» **What you should do**
Scan the records for the line containing "Please indicate the perching"; extract it and all later lines, verbatim, through the end, and nothing before it.

» **Records provided**
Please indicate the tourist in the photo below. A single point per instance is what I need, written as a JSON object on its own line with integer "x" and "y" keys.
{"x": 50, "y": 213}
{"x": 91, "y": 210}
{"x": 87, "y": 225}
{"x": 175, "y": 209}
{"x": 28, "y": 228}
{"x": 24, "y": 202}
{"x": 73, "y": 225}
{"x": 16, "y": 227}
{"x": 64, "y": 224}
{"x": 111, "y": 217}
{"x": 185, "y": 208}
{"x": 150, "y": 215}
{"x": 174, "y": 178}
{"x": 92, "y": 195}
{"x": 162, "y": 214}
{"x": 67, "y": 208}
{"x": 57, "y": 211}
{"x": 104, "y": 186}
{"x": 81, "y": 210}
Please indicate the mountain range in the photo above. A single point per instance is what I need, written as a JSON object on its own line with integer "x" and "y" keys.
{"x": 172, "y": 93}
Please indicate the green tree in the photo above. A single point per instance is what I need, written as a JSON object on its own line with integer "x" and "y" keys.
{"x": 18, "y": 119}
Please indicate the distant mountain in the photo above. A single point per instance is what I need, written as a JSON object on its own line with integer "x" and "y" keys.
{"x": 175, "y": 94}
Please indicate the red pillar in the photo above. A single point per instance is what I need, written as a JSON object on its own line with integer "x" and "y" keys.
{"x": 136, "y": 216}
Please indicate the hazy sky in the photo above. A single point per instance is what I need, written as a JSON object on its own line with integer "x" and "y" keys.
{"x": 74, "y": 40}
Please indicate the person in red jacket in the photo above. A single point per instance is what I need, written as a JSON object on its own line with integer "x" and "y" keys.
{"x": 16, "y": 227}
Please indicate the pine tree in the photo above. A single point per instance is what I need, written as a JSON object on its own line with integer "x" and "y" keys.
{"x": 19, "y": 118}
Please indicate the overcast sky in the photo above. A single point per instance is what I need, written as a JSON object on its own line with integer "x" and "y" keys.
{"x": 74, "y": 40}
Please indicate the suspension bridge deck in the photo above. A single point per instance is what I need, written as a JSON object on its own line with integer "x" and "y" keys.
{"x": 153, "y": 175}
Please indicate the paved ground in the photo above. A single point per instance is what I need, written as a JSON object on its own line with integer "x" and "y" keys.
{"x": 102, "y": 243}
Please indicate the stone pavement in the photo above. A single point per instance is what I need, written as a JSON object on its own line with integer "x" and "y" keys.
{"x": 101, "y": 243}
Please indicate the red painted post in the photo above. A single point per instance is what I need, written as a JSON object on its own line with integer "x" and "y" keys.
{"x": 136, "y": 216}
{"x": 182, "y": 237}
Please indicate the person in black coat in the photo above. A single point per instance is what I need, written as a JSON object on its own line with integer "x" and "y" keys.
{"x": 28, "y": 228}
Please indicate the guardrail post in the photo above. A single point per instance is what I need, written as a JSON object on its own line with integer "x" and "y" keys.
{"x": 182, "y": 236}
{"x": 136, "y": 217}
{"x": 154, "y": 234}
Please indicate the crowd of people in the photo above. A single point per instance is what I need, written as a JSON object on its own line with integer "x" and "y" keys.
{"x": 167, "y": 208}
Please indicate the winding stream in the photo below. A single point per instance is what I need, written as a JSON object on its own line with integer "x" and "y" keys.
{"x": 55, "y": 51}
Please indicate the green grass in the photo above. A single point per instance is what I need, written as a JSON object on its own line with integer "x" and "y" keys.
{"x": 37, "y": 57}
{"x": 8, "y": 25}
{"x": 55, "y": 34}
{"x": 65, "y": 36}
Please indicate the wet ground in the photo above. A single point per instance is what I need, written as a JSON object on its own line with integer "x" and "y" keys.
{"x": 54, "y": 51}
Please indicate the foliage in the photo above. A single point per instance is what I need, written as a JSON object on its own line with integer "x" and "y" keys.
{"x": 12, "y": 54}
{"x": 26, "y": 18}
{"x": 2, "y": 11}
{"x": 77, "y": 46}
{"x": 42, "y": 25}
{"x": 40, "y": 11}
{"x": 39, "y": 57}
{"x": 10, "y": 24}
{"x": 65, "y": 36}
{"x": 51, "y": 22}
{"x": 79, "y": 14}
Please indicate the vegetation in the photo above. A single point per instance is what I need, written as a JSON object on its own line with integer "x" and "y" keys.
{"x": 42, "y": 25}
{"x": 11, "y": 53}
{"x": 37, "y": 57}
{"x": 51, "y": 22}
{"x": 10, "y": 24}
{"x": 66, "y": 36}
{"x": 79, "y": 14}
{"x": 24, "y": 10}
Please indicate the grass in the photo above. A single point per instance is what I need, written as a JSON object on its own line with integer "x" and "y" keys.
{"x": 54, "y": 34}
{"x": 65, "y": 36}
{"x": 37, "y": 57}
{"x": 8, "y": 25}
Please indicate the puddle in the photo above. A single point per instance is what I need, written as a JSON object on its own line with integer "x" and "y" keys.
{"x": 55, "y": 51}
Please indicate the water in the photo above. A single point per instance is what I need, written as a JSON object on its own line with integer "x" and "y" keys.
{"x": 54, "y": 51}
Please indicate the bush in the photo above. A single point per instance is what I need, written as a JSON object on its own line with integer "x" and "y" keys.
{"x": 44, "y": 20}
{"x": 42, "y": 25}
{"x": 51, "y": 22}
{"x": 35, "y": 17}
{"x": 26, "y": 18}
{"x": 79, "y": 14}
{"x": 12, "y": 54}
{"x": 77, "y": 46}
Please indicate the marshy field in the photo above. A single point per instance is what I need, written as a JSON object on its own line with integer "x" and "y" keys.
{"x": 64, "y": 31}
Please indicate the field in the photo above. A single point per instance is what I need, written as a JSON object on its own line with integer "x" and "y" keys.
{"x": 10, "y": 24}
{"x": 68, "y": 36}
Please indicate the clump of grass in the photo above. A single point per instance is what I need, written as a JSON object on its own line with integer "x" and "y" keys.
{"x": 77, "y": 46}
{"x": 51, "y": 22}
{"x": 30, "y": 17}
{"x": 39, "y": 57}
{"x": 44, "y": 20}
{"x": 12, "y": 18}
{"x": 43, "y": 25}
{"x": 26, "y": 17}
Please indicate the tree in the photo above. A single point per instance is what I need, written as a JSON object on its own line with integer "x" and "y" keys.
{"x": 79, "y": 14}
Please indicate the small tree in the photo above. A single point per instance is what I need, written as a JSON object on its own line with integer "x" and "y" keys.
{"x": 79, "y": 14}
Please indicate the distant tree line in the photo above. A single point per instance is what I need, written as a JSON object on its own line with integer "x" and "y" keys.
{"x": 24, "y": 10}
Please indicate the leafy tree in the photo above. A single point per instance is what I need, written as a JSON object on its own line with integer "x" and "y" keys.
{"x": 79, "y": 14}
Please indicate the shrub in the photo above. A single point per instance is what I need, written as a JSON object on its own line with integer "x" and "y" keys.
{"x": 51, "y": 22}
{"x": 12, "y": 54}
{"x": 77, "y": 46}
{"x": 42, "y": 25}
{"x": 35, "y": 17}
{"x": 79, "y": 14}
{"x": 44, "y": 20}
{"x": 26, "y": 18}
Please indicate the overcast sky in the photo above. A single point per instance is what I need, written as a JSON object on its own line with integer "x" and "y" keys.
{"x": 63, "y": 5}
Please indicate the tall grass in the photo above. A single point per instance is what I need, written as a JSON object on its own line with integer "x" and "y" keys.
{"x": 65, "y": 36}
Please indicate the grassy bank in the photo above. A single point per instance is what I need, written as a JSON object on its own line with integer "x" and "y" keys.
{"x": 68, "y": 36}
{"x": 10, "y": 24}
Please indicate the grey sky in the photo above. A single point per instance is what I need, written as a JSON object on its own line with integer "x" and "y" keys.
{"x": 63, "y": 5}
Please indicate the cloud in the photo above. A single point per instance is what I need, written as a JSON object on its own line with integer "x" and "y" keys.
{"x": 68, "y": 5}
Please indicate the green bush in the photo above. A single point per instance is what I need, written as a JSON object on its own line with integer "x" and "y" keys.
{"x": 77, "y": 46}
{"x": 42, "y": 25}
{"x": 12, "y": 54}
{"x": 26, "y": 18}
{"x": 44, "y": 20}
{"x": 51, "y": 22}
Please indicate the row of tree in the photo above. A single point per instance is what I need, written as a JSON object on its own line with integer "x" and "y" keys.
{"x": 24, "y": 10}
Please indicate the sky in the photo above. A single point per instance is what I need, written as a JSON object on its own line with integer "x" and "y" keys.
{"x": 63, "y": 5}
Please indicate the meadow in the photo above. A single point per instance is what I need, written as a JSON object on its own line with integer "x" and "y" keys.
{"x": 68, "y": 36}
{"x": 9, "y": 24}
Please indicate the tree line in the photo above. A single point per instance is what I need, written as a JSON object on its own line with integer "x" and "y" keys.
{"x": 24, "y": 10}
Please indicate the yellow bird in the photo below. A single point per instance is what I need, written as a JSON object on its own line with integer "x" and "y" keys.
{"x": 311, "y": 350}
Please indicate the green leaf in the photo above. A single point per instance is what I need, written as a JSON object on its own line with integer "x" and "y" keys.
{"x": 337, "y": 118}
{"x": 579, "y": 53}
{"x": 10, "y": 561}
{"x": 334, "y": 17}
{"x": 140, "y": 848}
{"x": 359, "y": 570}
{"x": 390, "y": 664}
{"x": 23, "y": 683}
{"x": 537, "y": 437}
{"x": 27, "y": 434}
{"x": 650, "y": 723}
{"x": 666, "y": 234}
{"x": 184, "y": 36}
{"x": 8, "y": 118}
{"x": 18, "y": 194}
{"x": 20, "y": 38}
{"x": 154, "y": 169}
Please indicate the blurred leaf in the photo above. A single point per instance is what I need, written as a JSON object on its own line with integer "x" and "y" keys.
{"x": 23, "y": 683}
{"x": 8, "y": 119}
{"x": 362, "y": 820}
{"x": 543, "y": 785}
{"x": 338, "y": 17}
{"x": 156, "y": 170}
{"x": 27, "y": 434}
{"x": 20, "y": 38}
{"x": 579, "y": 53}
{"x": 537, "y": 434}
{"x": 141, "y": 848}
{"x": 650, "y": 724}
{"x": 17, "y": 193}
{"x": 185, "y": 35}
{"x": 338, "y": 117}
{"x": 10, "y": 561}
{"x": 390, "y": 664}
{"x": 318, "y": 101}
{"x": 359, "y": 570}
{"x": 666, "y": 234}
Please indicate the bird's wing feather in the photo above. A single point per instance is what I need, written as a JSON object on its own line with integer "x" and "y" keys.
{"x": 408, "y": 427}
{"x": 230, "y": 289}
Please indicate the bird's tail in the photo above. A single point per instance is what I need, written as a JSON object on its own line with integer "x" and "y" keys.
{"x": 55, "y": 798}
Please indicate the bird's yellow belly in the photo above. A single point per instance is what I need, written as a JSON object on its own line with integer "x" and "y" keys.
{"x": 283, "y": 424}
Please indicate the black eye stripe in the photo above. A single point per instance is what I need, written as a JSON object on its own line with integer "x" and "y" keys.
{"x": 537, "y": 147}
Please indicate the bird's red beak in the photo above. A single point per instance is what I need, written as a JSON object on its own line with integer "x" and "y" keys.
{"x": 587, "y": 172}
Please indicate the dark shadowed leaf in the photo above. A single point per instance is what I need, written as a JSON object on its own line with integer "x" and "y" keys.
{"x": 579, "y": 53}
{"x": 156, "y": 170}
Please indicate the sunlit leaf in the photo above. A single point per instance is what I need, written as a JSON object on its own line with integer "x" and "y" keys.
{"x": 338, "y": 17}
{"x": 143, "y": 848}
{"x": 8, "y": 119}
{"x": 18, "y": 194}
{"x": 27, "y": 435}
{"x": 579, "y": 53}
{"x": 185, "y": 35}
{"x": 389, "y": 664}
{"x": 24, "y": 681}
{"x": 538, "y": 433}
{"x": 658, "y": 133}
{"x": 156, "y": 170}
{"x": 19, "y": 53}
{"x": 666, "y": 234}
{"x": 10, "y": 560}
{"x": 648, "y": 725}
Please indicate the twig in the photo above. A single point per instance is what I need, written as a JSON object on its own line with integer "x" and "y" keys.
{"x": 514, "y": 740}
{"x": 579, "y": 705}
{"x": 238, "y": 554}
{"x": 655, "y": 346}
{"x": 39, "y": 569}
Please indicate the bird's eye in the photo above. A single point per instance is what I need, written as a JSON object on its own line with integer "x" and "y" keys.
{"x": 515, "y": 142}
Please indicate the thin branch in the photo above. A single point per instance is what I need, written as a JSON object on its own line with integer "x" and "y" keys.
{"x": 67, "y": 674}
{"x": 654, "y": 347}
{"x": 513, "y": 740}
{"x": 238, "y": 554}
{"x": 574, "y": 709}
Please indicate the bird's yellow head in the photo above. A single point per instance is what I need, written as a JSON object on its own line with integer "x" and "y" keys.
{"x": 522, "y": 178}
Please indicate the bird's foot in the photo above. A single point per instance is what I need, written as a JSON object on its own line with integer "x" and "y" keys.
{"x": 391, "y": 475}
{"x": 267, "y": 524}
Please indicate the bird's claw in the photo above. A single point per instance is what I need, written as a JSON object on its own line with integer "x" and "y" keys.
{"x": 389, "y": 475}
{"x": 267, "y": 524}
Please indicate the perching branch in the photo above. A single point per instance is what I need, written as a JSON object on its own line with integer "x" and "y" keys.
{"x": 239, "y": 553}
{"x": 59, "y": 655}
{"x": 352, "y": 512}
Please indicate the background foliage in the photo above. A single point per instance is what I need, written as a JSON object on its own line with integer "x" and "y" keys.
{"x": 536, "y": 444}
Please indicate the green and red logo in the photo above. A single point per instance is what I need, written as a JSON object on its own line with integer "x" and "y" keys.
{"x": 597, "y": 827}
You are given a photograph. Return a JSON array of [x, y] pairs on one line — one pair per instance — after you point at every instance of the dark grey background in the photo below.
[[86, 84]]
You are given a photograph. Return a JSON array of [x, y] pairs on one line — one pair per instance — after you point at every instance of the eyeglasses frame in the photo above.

» **Written response**
Please indicate the perching branch in the photo above. A single point per instance is what I need, written as a JSON object on its own line with integer "x" and "y" keys.
{"x": 239, "y": 553}
{"x": 59, "y": 655}
{"x": 352, "y": 512}
Please indicate the background foliage in the photo above. A single point per instance is what I need, written as a JSON object on its own line with integer "x" and "y" keys.
{"x": 536, "y": 444}
Please indicate the green and red logo in the photo above. A single point per instance is what I need, written as a JSON object on its own line with integer "x" and "y" keys.
{"x": 597, "y": 827}
You are given a photograph. Return a JSON array of [x, y] pairs on one line — one pair per instance — after you point at every instance of the dark grey background in the photo below.
[[86, 84]]
You are given a photograph. Return a JSON array of [x, y] pairs on one line — one pair per instance — after you point at every instance of the eyeglasses frame in the photo above.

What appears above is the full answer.